→ Data section
###

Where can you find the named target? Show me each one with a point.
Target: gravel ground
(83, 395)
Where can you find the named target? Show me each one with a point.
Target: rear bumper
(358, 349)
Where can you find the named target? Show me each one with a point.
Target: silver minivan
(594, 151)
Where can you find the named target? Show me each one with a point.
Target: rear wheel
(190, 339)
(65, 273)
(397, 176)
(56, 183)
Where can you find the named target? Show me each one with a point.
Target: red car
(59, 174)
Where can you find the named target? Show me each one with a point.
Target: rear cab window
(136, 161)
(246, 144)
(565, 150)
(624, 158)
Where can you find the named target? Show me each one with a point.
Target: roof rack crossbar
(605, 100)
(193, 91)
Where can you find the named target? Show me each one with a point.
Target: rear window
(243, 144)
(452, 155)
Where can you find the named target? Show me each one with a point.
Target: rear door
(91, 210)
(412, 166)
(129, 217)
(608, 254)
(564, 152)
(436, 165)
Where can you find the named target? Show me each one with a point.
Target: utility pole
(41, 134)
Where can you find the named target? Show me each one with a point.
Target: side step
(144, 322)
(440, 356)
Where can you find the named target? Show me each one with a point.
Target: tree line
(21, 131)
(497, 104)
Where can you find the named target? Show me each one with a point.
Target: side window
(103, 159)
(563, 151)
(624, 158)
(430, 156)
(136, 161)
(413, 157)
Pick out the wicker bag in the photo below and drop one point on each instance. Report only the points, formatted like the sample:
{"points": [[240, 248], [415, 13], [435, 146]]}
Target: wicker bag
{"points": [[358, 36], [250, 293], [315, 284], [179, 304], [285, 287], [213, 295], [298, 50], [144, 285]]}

###

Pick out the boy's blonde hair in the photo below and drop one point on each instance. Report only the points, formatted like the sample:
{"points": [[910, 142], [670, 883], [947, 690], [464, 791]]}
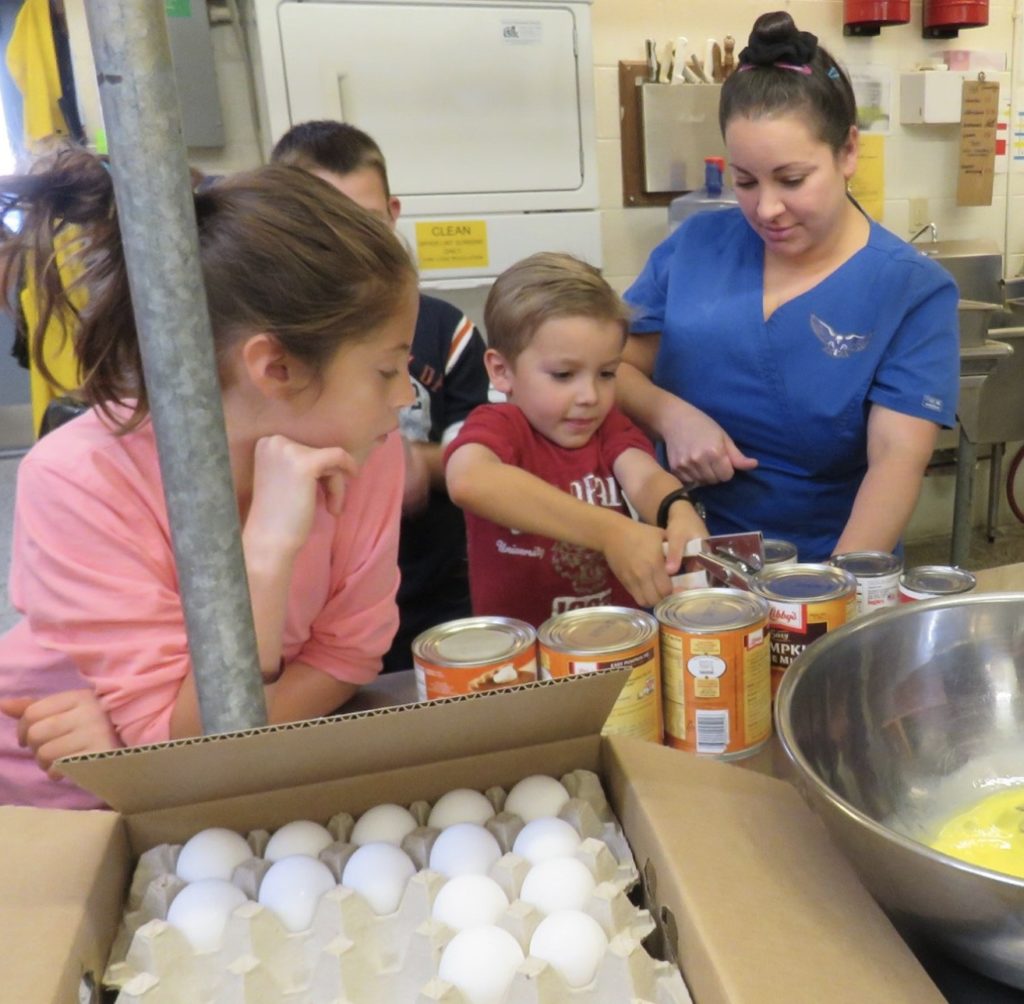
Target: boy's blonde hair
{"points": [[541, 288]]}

###

→ Problem details
Filter the entries above down to the lines that contain "formatted".

→ Answer section
Pick out the wicker bag in the photo below and drop one point on each instance. Report only the points, formatted like the sample:
Pick out the boy's blonde hair in the photo below and drop one point on each instance. Report only the points, formatted like the sample:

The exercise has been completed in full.